- WHAT YOU SHOULD DO -
Output the stretch of rows from the one containing "In the photo provided above, determine if any green" through the end of the rows as a Markdown table with two columns, Number and Text. Give each line its own numbered table row, and leave out blank lines.

=-=-=-=-=

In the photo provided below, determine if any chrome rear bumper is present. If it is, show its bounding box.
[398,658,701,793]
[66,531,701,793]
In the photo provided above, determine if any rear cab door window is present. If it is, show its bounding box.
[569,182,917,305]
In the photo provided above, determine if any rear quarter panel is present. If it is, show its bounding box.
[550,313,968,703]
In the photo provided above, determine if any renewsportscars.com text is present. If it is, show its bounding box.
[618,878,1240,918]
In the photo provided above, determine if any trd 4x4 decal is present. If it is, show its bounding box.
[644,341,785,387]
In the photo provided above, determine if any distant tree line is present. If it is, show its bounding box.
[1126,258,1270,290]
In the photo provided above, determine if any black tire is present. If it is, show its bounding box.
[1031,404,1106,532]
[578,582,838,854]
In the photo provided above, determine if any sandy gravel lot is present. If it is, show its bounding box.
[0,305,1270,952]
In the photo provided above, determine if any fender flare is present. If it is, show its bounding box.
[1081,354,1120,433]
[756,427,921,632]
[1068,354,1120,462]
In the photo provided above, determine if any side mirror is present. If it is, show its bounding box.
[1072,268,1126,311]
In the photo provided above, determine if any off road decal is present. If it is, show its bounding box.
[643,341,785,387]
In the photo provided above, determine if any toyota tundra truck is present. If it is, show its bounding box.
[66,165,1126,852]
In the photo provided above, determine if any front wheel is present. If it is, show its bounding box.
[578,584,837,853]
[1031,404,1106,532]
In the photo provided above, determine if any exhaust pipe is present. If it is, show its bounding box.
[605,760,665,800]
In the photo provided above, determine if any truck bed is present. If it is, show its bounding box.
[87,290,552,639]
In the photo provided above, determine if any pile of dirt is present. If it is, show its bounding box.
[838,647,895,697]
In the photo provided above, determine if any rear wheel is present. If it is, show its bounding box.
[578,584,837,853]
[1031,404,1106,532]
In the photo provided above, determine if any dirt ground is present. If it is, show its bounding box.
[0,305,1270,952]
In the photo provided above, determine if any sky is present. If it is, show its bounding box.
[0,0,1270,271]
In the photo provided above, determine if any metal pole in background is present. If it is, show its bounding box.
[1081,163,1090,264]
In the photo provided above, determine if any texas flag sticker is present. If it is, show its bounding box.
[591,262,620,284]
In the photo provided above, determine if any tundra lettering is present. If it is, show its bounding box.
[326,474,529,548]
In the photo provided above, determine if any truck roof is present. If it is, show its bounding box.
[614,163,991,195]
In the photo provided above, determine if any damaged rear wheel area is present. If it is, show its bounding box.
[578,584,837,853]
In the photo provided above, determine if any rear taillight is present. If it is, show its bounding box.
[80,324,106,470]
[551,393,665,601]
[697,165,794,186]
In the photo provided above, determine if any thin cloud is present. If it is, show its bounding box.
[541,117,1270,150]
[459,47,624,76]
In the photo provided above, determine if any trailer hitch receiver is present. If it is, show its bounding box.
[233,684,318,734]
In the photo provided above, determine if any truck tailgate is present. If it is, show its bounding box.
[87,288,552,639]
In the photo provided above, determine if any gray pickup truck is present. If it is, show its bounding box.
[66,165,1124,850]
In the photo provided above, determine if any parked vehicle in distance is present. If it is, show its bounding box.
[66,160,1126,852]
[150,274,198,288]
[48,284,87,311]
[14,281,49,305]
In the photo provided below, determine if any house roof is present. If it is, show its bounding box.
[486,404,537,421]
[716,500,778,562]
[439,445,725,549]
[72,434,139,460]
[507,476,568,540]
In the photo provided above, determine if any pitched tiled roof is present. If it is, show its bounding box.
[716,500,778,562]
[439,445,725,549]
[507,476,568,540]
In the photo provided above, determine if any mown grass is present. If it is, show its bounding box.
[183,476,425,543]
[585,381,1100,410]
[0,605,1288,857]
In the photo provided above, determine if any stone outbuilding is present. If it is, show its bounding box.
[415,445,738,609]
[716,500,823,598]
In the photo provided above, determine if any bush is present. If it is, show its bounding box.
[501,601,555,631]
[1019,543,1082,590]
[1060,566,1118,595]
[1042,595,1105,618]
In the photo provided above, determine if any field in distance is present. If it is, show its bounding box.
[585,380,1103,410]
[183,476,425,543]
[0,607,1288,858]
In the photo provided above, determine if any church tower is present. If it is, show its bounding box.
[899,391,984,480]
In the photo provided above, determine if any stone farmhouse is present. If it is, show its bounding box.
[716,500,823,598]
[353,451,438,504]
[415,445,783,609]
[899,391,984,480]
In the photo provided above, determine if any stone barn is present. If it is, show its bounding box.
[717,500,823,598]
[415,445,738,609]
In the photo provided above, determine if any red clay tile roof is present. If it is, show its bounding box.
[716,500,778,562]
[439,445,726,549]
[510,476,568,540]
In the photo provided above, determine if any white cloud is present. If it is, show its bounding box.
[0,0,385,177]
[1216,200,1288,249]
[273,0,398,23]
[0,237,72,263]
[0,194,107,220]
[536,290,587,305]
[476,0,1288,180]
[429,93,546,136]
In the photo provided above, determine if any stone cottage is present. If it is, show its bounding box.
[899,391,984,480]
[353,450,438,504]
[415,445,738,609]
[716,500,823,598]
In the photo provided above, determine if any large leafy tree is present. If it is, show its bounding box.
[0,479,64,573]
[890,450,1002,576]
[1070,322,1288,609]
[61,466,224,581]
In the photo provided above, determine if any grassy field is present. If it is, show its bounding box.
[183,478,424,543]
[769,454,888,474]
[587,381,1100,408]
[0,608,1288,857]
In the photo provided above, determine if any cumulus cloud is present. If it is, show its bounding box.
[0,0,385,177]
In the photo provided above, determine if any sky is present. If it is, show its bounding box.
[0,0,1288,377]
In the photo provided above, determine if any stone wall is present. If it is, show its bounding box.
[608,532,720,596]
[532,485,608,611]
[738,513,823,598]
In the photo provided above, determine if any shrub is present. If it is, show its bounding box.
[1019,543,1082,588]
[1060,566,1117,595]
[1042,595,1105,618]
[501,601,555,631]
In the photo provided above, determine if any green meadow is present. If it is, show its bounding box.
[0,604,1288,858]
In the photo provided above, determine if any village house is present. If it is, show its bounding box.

=-=-=-=-=

- EXPECTED ANSWER -
| Number | Text |
|---|---|
| 1 | In the photo provided above, determine if any green meadow is present. If it is, show its bounding box. |
| 2 | [0,604,1288,858] |
| 3 | In the photo provided above, determine if any village house is present. If it is, show its bounding box. |